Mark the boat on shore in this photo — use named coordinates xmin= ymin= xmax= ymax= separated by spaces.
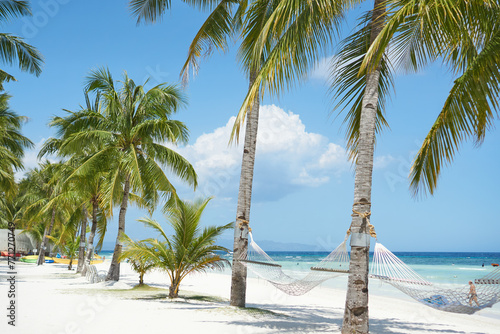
xmin=19 ymin=255 xmax=54 ymax=263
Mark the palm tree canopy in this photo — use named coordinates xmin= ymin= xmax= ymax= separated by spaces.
xmin=359 ymin=0 xmax=500 ymax=196
xmin=48 ymin=68 xmax=197 ymax=213
xmin=0 ymin=1 xmax=43 ymax=80
xmin=229 ymin=0 xmax=361 ymax=142
xmin=0 ymin=93 xmax=33 ymax=193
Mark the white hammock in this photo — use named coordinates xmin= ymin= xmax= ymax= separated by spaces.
xmin=239 ymin=232 xmax=500 ymax=314
xmin=371 ymin=243 xmax=500 ymax=314
xmin=238 ymin=232 xmax=350 ymax=296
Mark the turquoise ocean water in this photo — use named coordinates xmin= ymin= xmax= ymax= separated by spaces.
xmin=100 ymin=249 xmax=500 ymax=286
xmin=99 ymin=249 xmax=500 ymax=318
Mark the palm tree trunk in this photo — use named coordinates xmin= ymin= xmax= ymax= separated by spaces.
xmin=139 ymin=272 xmax=144 ymax=285
xmin=341 ymin=1 xmax=386 ymax=333
xmin=106 ymin=175 xmax=131 ymax=281
xmin=82 ymin=200 xmax=98 ymax=276
xmin=169 ymin=275 xmax=180 ymax=298
xmin=37 ymin=208 xmax=56 ymax=266
xmin=76 ymin=207 xmax=88 ymax=273
xmin=230 ymin=73 xmax=260 ymax=307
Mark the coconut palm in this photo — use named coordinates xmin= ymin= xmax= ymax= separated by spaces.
xmin=0 ymin=0 xmax=43 ymax=88
xmin=40 ymin=93 xmax=111 ymax=274
xmin=22 ymin=161 xmax=68 ymax=265
xmin=52 ymin=68 xmax=197 ymax=281
xmin=129 ymin=0 xmax=351 ymax=307
xmin=120 ymin=243 xmax=156 ymax=286
xmin=119 ymin=196 xmax=232 ymax=298
xmin=0 ymin=93 xmax=33 ymax=195
xmin=49 ymin=232 xmax=81 ymax=270
xmin=357 ymin=0 xmax=500 ymax=197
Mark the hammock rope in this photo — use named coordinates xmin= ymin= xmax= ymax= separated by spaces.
xmin=238 ymin=232 xmax=350 ymax=296
xmin=239 ymin=230 xmax=500 ymax=314
xmin=370 ymin=242 xmax=500 ymax=314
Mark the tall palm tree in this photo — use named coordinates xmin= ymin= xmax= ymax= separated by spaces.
xmin=0 ymin=0 xmax=43 ymax=88
xmin=0 ymin=93 xmax=33 ymax=194
xmin=119 ymin=196 xmax=232 ymax=298
xmin=40 ymin=93 xmax=111 ymax=275
xmin=234 ymin=2 xmax=392 ymax=331
xmin=22 ymin=161 xmax=67 ymax=265
xmin=128 ymin=0 xmax=350 ymax=307
xmin=358 ymin=0 xmax=500 ymax=197
xmin=53 ymin=68 xmax=197 ymax=281
xmin=252 ymin=1 xmax=499 ymax=331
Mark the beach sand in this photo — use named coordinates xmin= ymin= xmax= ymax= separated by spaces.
xmin=2 ymin=260 xmax=500 ymax=334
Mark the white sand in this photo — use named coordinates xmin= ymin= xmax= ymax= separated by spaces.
xmin=1 ymin=260 xmax=500 ymax=334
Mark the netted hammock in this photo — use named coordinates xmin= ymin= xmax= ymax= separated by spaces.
xmin=370 ymin=243 xmax=500 ymax=314
xmin=238 ymin=232 xmax=350 ymax=296
xmin=239 ymin=233 xmax=500 ymax=314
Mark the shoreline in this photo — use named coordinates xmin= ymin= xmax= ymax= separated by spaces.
xmin=1 ymin=260 xmax=500 ymax=333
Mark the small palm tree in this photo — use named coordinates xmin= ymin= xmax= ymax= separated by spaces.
xmin=119 ymin=197 xmax=232 ymax=298
xmin=119 ymin=238 xmax=156 ymax=286
xmin=49 ymin=233 xmax=81 ymax=270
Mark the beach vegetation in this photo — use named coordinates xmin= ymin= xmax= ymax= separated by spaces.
xmin=48 ymin=232 xmax=81 ymax=270
xmin=119 ymin=196 xmax=231 ymax=298
xmin=21 ymin=161 xmax=70 ymax=265
xmin=128 ymin=0 xmax=350 ymax=308
xmin=0 ymin=0 xmax=43 ymax=89
xmin=43 ymin=68 xmax=197 ymax=281
xmin=0 ymin=93 xmax=33 ymax=228
xmin=40 ymin=92 xmax=111 ymax=275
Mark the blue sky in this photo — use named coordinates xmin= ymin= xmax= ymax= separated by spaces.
xmin=4 ymin=0 xmax=500 ymax=252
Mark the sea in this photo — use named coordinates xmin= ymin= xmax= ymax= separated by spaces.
xmin=99 ymin=249 xmax=500 ymax=285
xmin=98 ymin=249 xmax=500 ymax=319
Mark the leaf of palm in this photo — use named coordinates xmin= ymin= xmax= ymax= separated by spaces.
xmin=409 ymin=28 xmax=500 ymax=196
xmin=0 ymin=1 xmax=31 ymax=21
xmin=330 ymin=17 xmax=394 ymax=159
xmin=0 ymin=33 xmax=43 ymax=76
xmin=180 ymin=0 xmax=239 ymax=85
xmin=230 ymin=0 xmax=356 ymax=142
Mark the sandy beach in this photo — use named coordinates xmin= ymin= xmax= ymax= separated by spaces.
xmin=1 ymin=260 xmax=499 ymax=334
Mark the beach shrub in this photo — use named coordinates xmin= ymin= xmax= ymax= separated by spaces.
xmin=119 ymin=196 xmax=232 ymax=298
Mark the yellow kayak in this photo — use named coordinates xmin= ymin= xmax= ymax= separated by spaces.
xmin=52 ymin=257 xmax=103 ymax=265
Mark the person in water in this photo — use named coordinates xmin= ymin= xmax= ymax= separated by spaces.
xmin=469 ymin=281 xmax=480 ymax=306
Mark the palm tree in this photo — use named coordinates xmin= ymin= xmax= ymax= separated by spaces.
xmin=0 ymin=0 xmax=43 ymax=87
xmin=0 ymin=93 xmax=33 ymax=195
xmin=128 ymin=0 xmax=349 ymax=307
xmin=120 ymin=244 xmax=156 ymax=286
xmin=357 ymin=0 xmax=500 ymax=197
xmin=40 ymin=93 xmax=111 ymax=275
xmin=119 ymin=196 xmax=232 ymax=298
xmin=22 ymin=161 xmax=67 ymax=265
xmin=254 ymin=1 xmax=499 ymax=331
xmin=52 ymin=68 xmax=197 ymax=281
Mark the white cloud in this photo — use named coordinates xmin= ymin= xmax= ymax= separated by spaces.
xmin=15 ymin=138 xmax=58 ymax=179
xmin=173 ymin=105 xmax=349 ymax=202
xmin=309 ymin=56 xmax=335 ymax=82
xmin=374 ymin=155 xmax=396 ymax=169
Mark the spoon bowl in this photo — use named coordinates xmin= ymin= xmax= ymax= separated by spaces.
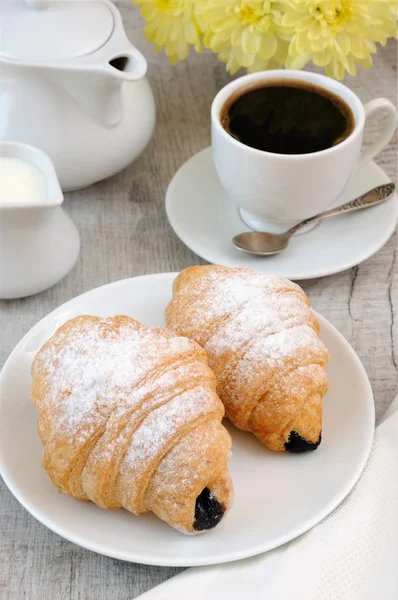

§ YOUR TASK: Pictures are to be omitted; otherwise, write out the data exactly as it appears.

§ OUTPUT BELOW:
Mark the boat on shore in this photo — use named coordinates xmin= ymin= xmax= ymax= separated by spaces.
xmin=19 ymin=255 xmax=54 ymax=263
Mark the palm tree canopy in this photo — use named coordinates xmin= ymin= xmax= ymax= separated by spaces.
xmin=359 ymin=0 xmax=500 ymax=196
xmin=48 ymin=68 xmax=197 ymax=213
xmin=0 ymin=1 xmax=43 ymax=80
xmin=229 ymin=0 xmax=361 ymax=142
xmin=0 ymin=93 xmax=33 ymax=193
Mark the white hammock in this photo — use named coordinates xmin= ymin= xmax= ymax= separated by spaces.
xmin=239 ymin=232 xmax=500 ymax=314
xmin=371 ymin=243 xmax=500 ymax=314
xmin=238 ymin=232 xmax=350 ymax=296
Mark the turquoise ocean water in this photo — use named coordinates xmin= ymin= xmax= ymax= separated by spaces.
xmin=100 ymin=249 xmax=500 ymax=286
xmin=99 ymin=249 xmax=500 ymax=318
Mark the palm tree trunk in this photo — use named coordinates xmin= ymin= xmax= ymax= separated by spaces.
xmin=139 ymin=272 xmax=144 ymax=285
xmin=341 ymin=1 xmax=386 ymax=333
xmin=106 ymin=175 xmax=131 ymax=281
xmin=82 ymin=200 xmax=98 ymax=276
xmin=169 ymin=275 xmax=180 ymax=298
xmin=37 ymin=208 xmax=56 ymax=266
xmin=76 ymin=207 xmax=88 ymax=273
xmin=230 ymin=73 xmax=260 ymax=307
Mark the coconut palm in this photo — use named coordinates xmin= ymin= xmax= ymax= separated by spaces.
xmin=0 ymin=0 xmax=43 ymax=88
xmin=40 ymin=93 xmax=111 ymax=274
xmin=22 ymin=161 xmax=68 ymax=265
xmin=52 ymin=68 xmax=197 ymax=281
xmin=129 ymin=0 xmax=351 ymax=307
xmin=120 ymin=243 xmax=156 ymax=286
xmin=119 ymin=196 xmax=232 ymax=298
xmin=0 ymin=93 xmax=33 ymax=195
xmin=49 ymin=232 xmax=81 ymax=270
xmin=357 ymin=0 xmax=500 ymax=197
Mark the hammock rope in this photo — use named coordinates xmin= ymin= xmax= ymax= separated by spaces.
xmin=238 ymin=232 xmax=350 ymax=296
xmin=239 ymin=230 xmax=500 ymax=314
xmin=370 ymin=242 xmax=500 ymax=314
Mark the tall palm tree in this photo — use named coordinates xmin= ymin= xmax= ymax= separated by spaces.
xmin=0 ymin=0 xmax=43 ymax=88
xmin=0 ymin=93 xmax=33 ymax=194
xmin=119 ymin=196 xmax=232 ymax=298
xmin=40 ymin=93 xmax=111 ymax=275
xmin=234 ymin=2 xmax=392 ymax=331
xmin=22 ymin=161 xmax=67 ymax=265
xmin=128 ymin=0 xmax=350 ymax=307
xmin=358 ymin=0 xmax=500 ymax=197
xmin=53 ymin=68 xmax=197 ymax=281
xmin=252 ymin=1 xmax=499 ymax=331
Mark the beach sand in this photo — use named coordinates xmin= ymin= xmax= ymax= separated by spaces.
xmin=2 ymin=260 xmax=500 ymax=334
Mark the white sand in this photo — use named coordinates xmin= ymin= xmax= ymax= separated by spaces.
xmin=1 ymin=260 xmax=500 ymax=334
Mark the netted hammock in this photo — use named coordinates xmin= ymin= xmax= ymax= separated by spaces.
xmin=370 ymin=243 xmax=500 ymax=314
xmin=238 ymin=232 xmax=350 ymax=296
xmin=239 ymin=233 xmax=500 ymax=314
Mark the shoreline in this photo — use named coordinates xmin= ymin= xmax= ymax= separated by spaces.
xmin=1 ymin=260 xmax=500 ymax=333
Mark the small palm tree in this photo — use named coordinates xmin= ymin= xmax= ymax= separated by spaces.
xmin=119 ymin=197 xmax=232 ymax=298
xmin=119 ymin=238 xmax=156 ymax=286
xmin=49 ymin=233 xmax=81 ymax=270
Mark the beach vegetation in this photo — use named coordinates xmin= ymin= xmax= ymax= separated by spaces.
xmin=48 ymin=232 xmax=81 ymax=270
xmin=119 ymin=196 xmax=231 ymax=298
xmin=21 ymin=161 xmax=70 ymax=265
xmin=128 ymin=0 xmax=350 ymax=308
xmin=0 ymin=0 xmax=43 ymax=89
xmin=43 ymin=68 xmax=197 ymax=281
xmin=0 ymin=93 xmax=33 ymax=228
xmin=40 ymin=92 xmax=111 ymax=275
Mark the blue sky in this photo — use named coordinates xmin= ymin= xmax= ymax= separated by spaces.
xmin=4 ymin=0 xmax=500 ymax=252
Mark the sea in this photo — use named coordinates xmin= ymin= xmax= ymax= separated by spaces.
xmin=99 ymin=249 xmax=500 ymax=285
xmin=98 ymin=249 xmax=500 ymax=319
Mark the leaf of palm in this photo — use named coordinates xmin= ymin= xmax= ymax= separated by spaces.
xmin=409 ymin=28 xmax=500 ymax=196
xmin=0 ymin=1 xmax=31 ymax=21
xmin=330 ymin=17 xmax=394 ymax=159
xmin=0 ymin=33 xmax=43 ymax=76
xmin=180 ymin=0 xmax=239 ymax=85
xmin=230 ymin=0 xmax=356 ymax=142
Mark the sandy beach in this photo — use named coordinates xmin= ymin= xmax= ymax= separated by spaces.
xmin=1 ymin=260 xmax=499 ymax=334
Mark the beach shrub in this photo — use named coordinates xmin= ymin= xmax= ymax= separated by spaces.
xmin=119 ymin=196 xmax=232 ymax=298
Mark the yellow kayak in this photo — use named coordinates xmin= ymin= xmax= ymax= separated by spaces.
xmin=52 ymin=257 xmax=103 ymax=265
Mark the person in water in this photo — use named coordinates xmin= ymin= xmax= ymax= separated by spaces.
xmin=469 ymin=281 xmax=480 ymax=306
Mark the palm tree in this photo — use named coordinates xmin= ymin= xmax= ymax= separated by spaces.
xmin=0 ymin=0 xmax=43 ymax=87
xmin=0 ymin=93 xmax=33 ymax=195
xmin=128 ymin=0 xmax=349 ymax=307
xmin=120 ymin=244 xmax=156 ymax=286
xmin=357 ymin=0 xmax=500 ymax=197
xmin=40 ymin=93 xmax=111 ymax=275
xmin=119 ymin=196 xmax=232 ymax=298
xmin=22 ymin=161 xmax=67 ymax=265
xmin=254 ymin=1 xmax=499 ymax=331
xmin=52 ymin=68 xmax=197 ymax=281
Mark the white cloud in this photo — use named coordinates xmin= ymin= xmax= ymax= separated by spaces.
xmin=15 ymin=138 xmax=58 ymax=179
xmin=173 ymin=105 xmax=349 ymax=202
xmin=309 ymin=56 xmax=335 ymax=82
xmin=374 ymin=155 xmax=396 ymax=169
Mark the spoon bowl in this photo — use named coordinates xmin= ymin= xmax= ymax= separated by spaces.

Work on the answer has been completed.